╭─ Dataset records

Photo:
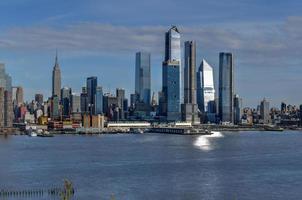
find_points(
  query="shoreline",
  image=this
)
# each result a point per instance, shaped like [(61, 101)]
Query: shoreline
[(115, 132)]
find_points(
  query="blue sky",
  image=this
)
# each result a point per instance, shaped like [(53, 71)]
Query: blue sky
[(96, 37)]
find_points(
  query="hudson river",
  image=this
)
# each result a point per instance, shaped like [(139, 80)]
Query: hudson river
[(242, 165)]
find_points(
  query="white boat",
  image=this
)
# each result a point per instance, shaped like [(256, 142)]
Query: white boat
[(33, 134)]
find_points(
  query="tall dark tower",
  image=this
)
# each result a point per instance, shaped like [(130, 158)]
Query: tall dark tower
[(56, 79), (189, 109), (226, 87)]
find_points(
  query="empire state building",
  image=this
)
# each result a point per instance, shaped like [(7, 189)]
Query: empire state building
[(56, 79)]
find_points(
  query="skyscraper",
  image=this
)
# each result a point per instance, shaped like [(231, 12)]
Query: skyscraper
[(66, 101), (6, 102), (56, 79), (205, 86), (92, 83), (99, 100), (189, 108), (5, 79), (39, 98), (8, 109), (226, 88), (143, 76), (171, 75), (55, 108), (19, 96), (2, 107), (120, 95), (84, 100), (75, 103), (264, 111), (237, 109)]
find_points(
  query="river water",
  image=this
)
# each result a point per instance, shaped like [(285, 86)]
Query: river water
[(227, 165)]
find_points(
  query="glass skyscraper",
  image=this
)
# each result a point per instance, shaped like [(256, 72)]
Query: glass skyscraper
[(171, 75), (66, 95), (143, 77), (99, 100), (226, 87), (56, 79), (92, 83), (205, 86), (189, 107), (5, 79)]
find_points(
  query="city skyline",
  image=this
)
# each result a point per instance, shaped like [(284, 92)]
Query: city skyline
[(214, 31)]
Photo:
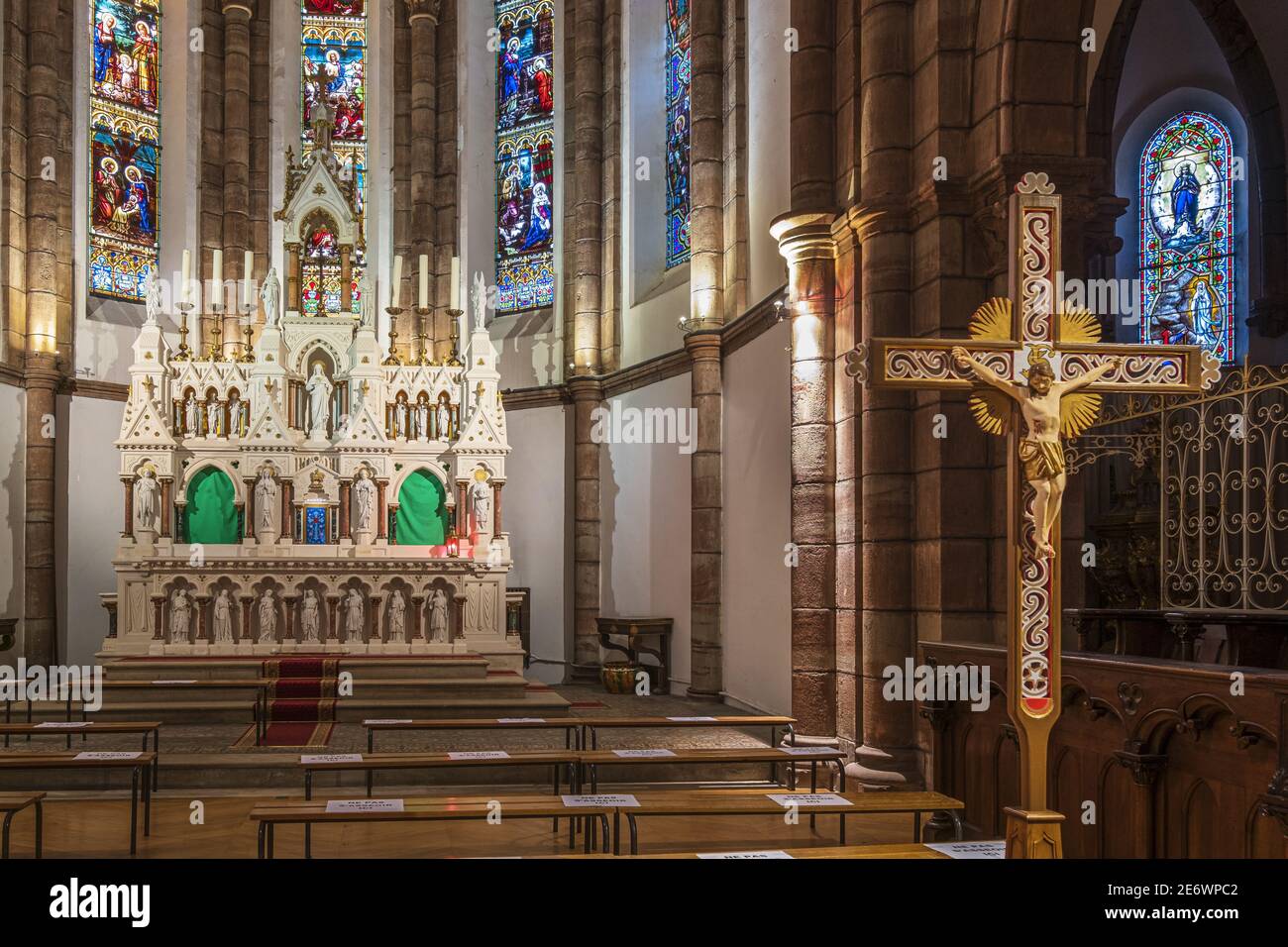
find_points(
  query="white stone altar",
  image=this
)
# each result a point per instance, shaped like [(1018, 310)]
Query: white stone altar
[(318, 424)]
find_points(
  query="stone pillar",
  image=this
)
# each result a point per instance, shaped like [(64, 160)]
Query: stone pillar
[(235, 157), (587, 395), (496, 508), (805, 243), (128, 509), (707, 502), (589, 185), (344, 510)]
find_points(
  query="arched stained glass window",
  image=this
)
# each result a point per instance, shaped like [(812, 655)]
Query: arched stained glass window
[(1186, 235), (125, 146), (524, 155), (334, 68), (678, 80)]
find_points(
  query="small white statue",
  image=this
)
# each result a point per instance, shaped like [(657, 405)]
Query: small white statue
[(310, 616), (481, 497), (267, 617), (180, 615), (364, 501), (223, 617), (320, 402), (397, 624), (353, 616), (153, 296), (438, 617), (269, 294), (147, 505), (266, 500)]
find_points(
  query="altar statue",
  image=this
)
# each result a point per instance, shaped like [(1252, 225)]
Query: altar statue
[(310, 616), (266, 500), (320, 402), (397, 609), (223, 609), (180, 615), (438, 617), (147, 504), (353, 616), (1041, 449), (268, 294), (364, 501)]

╰─
╭─ Dataset records

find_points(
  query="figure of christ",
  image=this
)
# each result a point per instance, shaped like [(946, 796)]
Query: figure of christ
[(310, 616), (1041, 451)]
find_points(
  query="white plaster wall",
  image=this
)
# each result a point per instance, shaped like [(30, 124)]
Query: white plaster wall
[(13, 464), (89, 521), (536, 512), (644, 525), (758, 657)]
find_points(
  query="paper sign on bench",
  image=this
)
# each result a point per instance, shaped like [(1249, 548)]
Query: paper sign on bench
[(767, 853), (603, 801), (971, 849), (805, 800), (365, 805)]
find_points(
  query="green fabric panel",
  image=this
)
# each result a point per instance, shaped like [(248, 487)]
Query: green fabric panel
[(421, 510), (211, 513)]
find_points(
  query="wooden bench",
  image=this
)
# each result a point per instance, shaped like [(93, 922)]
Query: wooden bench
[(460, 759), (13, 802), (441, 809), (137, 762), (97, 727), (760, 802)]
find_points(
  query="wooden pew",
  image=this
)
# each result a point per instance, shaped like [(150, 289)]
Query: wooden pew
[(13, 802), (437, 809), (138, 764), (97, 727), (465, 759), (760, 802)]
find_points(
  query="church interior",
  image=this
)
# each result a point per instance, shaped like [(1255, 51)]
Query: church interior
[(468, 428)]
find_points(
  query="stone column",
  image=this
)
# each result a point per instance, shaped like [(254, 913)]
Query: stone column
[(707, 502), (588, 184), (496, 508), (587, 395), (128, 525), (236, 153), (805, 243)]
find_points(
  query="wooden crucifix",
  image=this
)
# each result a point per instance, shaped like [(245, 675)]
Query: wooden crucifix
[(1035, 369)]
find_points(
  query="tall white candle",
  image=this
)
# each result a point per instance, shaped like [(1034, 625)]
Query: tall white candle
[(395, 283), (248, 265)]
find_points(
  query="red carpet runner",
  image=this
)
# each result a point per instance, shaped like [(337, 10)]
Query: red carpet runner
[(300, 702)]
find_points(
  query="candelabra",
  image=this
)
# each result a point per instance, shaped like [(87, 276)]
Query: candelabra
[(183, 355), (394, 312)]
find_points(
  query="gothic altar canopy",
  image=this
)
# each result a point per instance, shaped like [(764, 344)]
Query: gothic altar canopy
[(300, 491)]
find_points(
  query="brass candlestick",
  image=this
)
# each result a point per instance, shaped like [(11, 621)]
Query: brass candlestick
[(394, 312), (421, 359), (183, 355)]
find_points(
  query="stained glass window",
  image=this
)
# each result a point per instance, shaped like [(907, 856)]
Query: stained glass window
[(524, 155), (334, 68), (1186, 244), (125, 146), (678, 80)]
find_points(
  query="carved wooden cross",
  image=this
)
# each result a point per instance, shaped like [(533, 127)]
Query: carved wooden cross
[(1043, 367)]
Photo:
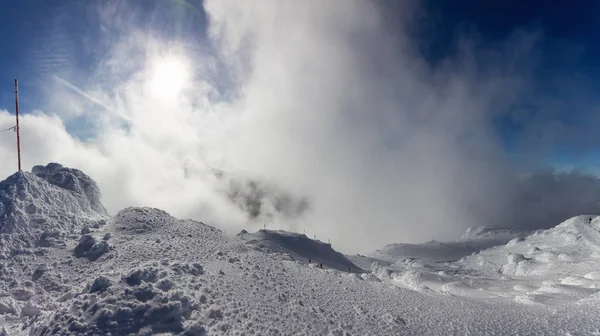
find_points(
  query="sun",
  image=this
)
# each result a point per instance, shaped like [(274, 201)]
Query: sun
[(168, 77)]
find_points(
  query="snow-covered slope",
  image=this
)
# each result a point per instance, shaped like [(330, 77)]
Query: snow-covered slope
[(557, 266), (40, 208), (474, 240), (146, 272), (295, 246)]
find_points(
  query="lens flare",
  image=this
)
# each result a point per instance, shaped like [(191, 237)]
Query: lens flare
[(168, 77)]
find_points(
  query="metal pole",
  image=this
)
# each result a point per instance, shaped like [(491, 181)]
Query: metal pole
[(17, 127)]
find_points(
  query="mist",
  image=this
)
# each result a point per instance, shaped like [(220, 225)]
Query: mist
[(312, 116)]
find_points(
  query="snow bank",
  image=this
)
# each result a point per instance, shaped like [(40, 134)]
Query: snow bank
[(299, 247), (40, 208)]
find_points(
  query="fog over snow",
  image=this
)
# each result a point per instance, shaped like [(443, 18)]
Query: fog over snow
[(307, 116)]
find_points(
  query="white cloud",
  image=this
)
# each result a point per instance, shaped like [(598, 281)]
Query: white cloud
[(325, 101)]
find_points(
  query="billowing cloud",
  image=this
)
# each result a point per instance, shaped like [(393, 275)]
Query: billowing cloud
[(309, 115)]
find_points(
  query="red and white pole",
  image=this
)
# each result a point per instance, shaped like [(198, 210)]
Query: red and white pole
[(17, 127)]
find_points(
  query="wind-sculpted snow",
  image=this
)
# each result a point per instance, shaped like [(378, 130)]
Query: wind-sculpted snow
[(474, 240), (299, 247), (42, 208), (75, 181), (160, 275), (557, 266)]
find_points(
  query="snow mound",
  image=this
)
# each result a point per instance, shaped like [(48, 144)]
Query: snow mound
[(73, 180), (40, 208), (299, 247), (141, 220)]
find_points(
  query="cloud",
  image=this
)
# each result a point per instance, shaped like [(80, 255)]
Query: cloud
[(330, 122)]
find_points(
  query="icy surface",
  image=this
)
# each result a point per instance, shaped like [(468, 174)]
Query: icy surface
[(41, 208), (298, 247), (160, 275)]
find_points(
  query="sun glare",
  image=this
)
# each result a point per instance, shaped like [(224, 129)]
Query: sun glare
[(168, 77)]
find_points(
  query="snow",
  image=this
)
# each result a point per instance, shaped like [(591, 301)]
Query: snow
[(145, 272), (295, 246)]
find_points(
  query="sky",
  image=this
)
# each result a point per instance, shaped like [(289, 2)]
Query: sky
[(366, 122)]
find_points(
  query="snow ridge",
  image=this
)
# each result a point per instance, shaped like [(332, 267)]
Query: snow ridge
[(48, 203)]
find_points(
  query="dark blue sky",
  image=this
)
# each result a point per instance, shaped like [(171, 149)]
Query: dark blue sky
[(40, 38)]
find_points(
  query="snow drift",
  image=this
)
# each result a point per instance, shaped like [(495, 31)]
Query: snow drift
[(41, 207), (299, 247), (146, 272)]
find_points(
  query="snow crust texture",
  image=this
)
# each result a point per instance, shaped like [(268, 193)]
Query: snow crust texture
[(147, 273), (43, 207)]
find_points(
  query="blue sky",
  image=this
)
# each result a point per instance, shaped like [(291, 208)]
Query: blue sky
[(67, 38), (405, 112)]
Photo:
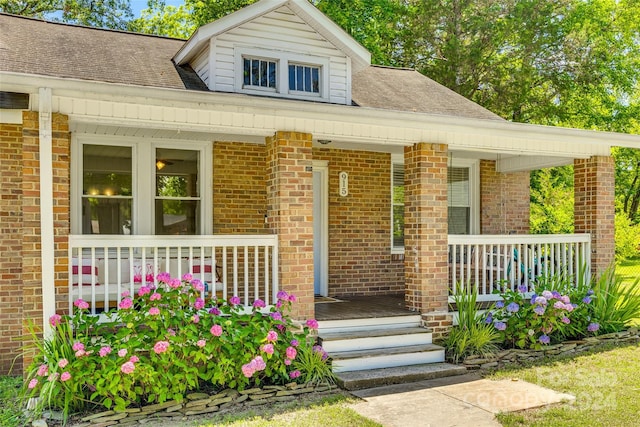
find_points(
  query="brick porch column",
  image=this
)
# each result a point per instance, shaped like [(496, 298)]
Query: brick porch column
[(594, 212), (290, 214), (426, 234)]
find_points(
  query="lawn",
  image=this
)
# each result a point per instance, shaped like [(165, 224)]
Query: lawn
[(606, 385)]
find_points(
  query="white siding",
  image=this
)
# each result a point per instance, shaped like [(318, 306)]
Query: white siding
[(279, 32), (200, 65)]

╰─

=== Exercise ===
Gather every line in the entries that contains the string "empire", and list those lines.

=== Exercise answer ===
  query="empire state building",
Query: empire state building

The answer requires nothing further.